■ **Text segment**:
------------------------------

That is 2 shift, 2 add, 2 xor, 2 and and 2 move (between registers) if set1, set2 and mask are already loaded in a register. I.e. 10 simple instructions, to get two of the four capture sets from which we can extract the moves (when we get to searching captures on a Pawn. That is not too bad.

The minors are more trouble: the combined capture set for them will start in BB:NN format. This is intentionally the wrong order for MVV extraction. (That is, I suppose we want to try captures on a Bishop before these on Knights, because a Bishop can be worth more, and thus gives better prospects for a cutoff.) We could not directly extract anyway even when the B and N were reversed, because then the moves would come in the order PxB, minor x B, major x B, PxN, minor x N, major x N. And MVV/LVA order is PxB, PxN, minor x B, minor x N, major x B, major x N. So we have to shuffle the captures into the right order. The best way I could think of for doing this is given schematically below; each line shows a 64-bit capture set, MSB on the left, where each letter indicates a pair of attacker bits, capitals for attacks on Bishops, lower case for attacks on Knights:

Code: Select all

 0 ........xxxxxxxx........xxxxxxxx  mask
 1 KQRRBBNNPPPPPPPPkqrrbbnnpppppppp
 2 ........PPPPPPPP........pppppppp (0) & (1)
 3 pppppppp........................ (2)<<24
 4 ppppppppPPPPPPPP........pppppppp (2)+(3)

------------------------------

■ **Data supplied**:

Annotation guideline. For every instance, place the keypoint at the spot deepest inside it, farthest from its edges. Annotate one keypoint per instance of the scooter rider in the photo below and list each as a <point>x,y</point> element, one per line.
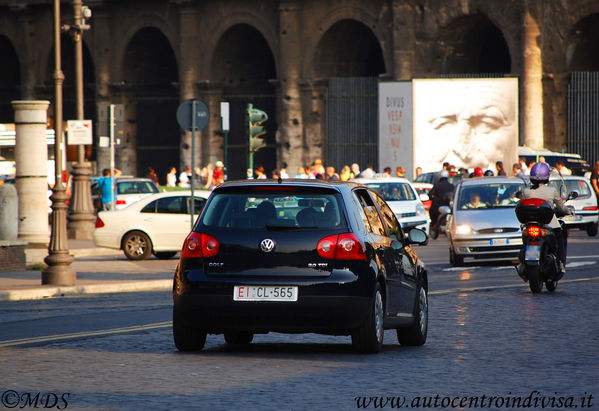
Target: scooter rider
<point>539,177</point>
<point>440,195</point>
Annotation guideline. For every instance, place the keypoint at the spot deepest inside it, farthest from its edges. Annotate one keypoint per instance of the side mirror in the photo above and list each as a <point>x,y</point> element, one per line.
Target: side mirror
<point>444,210</point>
<point>417,236</point>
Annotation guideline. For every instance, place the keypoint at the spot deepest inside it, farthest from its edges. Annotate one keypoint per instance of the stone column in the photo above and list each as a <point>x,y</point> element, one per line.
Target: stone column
<point>31,157</point>
<point>211,139</point>
<point>532,81</point>
<point>189,40</point>
<point>403,40</point>
<point>313,111</point>
<point>290,133</point>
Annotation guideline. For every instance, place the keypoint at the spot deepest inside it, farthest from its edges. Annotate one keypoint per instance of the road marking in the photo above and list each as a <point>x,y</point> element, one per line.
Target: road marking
<point>61,337</point>
<point>498,287</point>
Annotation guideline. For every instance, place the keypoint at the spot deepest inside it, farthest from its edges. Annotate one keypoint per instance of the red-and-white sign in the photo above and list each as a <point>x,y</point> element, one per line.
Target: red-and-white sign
<point>79,132</point>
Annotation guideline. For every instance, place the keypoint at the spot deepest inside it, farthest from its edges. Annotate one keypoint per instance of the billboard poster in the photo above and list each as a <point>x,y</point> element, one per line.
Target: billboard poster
<point>395,126</point>
<point>465,122</point>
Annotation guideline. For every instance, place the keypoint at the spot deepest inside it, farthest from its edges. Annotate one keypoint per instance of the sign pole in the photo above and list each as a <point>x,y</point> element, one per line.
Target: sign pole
<point>111,131</point>
<point>193,139</point>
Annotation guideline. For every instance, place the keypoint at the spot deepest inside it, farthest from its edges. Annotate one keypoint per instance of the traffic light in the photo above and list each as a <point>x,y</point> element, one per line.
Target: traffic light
<point>254,119</point>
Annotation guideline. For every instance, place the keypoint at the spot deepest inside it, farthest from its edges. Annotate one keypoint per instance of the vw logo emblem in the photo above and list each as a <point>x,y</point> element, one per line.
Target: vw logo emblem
<point>267,245</point>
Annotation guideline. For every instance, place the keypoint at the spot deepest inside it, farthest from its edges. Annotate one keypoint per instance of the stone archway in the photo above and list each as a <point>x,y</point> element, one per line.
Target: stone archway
<point>348,49</point>
<point>10,79</point>
<point>348,61</point>
<point>472,44</point>
<point>583,89</point>
<point>243,66</point>
<point>150,94</point>
<point>69,108</point>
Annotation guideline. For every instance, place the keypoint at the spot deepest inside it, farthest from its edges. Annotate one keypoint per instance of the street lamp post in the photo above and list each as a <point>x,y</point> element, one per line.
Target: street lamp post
<point>59,259</point>
<point>81,215</point>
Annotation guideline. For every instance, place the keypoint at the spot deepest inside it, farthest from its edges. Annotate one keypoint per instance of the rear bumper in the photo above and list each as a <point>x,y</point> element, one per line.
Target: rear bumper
<point>326,306</point>
<point>487,248</point>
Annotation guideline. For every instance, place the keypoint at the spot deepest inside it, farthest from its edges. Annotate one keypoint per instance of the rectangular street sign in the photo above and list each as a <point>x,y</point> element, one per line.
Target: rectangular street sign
<point>79,132</point>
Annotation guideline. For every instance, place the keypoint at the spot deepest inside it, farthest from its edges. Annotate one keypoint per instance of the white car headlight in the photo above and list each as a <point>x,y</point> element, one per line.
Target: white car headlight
<point>463,229</point>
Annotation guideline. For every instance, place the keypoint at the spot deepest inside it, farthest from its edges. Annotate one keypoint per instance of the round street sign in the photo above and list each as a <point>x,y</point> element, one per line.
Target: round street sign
<point>190,109</point>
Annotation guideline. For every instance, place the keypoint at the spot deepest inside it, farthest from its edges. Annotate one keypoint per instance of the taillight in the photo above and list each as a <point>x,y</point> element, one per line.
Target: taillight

------------------------------

■ **Task statement**:
Reproduce the passage from the capture-set text above, starting at "That is 2 shift, 2" and ending at "not too bad.".

■ **Reply to the exercise**:
That is 2 shift, 2 add, 2 xor, 2 and and 2 move (between registers) if set1, set2 and mask are already loaded in a register. I.e. 10 simple instructions, to get two of the four capture sets from which we can extract the moves (when we get to searching captures on a Pawn. That is not too bad.